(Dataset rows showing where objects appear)
---------------

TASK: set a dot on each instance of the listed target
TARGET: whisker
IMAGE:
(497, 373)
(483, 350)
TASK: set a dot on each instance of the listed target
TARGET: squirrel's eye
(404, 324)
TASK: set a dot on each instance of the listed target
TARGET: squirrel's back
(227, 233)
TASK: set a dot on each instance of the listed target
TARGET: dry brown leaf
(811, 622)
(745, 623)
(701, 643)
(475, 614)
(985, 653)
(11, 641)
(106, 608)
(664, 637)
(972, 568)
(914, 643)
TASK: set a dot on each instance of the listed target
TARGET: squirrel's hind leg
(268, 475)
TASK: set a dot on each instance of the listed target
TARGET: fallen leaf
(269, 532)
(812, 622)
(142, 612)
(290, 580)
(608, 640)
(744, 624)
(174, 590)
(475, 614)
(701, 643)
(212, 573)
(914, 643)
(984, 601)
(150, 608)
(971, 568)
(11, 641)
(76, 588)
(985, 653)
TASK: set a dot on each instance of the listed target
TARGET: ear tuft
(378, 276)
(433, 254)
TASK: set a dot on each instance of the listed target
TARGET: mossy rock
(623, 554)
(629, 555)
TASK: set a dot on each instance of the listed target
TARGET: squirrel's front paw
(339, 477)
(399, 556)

---------------

Problem statement:
Duplicate all of the data above line for line, changing nothing.

Solution to this task:
TASK: set a dot on each instance of the listed target
TARGET: whisker
IMAGE:
(497, 373)
(483, 350)
TASK: set a dot on each instance of the listed target
TARGET: squirrel's eye
(404, 324)
TASK: set a dot on each instance of the listed target
TARGET: squirrel's back
(227, 233)
TASK: set a dot on each instance of the listed target
TARGET: dry brown leaf
(811, 622)
(745, 623)
(701, 643)
(475, 614)
(985, 653)
(11, 641)
(106, 608)
(664, 637)
(972, 568)
(914, 643)
TASK: set a dot on each instance of the listed target
TARGET: squirrel's hind leg
(268, 475)
TASK: set a dot on each instance of the listed target
TARGET: fallen leaf
(269, 532)
(812, 622)
(142, 612)
(290, 580)
(608, 640)
(744, 624)
(174, 590)
(475, 614)
(701, 643)
(212, 573)
(914, 643)
(984, 601)
(150, 608)
(971, 568)
(11, 641)
(76, 588)
(985, 653)
TASK: set a dot on each instance of the listed target
TARGET: ear tuft
(378, 276)
(433, 254)
TASK: set a dot on each instance of the listed target
TARGET: mossy rock
(623, 554)
(629, 555)
TASK: set a dot on each instance of the listed target
TARGET: squirrel's front paw
(339, 477)
(399, 556)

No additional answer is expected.